> _Page text_

=== Begin Enclosure ===

School in Texas, USA

The Al-Hadi School of Accelerative Learning (AHS) is an Islamic primary and secondary school in Southwest Houston, Texas. The school is founded by Nasser Biria and is located on the premises of the Islamic Education Center of Greater Houston (IEC) of Houston, which also houses one of the largest mosques in Houston. According to Faheem Kazimi, the chairperson of the IEC, it is a Houston-area school that runs on tuition fees that comes from the students ranging to $5000. The school is near Westheimer Road.

==History==
The Alavi Foundation, a charitable Islamic foundation headquartered in New York City, purchased the property that would become the IEC for $1.1 million in 1988. In March 1995 a "Full-Time School Committee" formed with the intent of establishing a year-round Islamic primary and secondary school in Greater Houston. The Al-Hadi School opened on January 9, 1996. Between 1997 and 2004 the Alavi Foundation made $285,000 worth of improvements to the IEC property. In 2001 the Southern Association of Colleges and Schools accredited the school. The first class of high school seniors graduated in 2003.

=== End Enclosure ===

> _How to complete this task_
Turn the paragraph in the Al-Hadi School text that begins "The Alavi Foundation, a charitable Islamic foundation" into a short bulleted list that keeps its main facts.

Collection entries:
=== Begin Enclosure ===

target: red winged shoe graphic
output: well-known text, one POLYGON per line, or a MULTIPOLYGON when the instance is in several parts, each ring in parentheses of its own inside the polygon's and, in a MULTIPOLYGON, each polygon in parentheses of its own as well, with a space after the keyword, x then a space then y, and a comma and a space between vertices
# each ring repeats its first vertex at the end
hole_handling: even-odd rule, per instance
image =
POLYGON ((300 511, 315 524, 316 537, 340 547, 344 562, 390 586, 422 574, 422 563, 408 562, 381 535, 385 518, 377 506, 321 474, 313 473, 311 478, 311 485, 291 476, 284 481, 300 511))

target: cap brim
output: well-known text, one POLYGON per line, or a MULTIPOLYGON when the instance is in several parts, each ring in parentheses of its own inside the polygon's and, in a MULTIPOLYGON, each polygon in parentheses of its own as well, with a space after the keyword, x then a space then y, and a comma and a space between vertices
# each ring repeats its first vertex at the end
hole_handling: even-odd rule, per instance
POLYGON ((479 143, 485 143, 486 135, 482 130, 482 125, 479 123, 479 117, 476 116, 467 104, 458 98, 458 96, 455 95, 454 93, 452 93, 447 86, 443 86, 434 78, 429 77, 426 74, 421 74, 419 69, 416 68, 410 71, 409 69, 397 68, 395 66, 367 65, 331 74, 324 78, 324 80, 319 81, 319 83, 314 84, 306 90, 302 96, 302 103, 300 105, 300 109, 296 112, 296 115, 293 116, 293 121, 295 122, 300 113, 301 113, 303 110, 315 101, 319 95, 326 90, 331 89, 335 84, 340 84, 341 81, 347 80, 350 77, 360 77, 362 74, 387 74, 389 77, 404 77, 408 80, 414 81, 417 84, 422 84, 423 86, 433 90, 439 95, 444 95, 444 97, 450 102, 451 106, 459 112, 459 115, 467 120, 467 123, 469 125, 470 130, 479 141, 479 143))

=== End Enclosure ===

> _Result below_
- 1988: The Alavi Foundation, a charitable Islamic foundation based in New York City, bought the future IEC property for $1.1 million.
- March 1995: A "Full-Time School Committee" formed to establish a year-round Islamic primary and secondary school in Greater Houston.
- January 9, 1996: The Al-Hadi School opened.
- 1997–2004: The Alavi Foundation made $285,000 in improvements to the IEC property.
- 2001: The Southern Association of Colleges and Schools accredited the school.
- 2003: The first class of high school seniors graduated.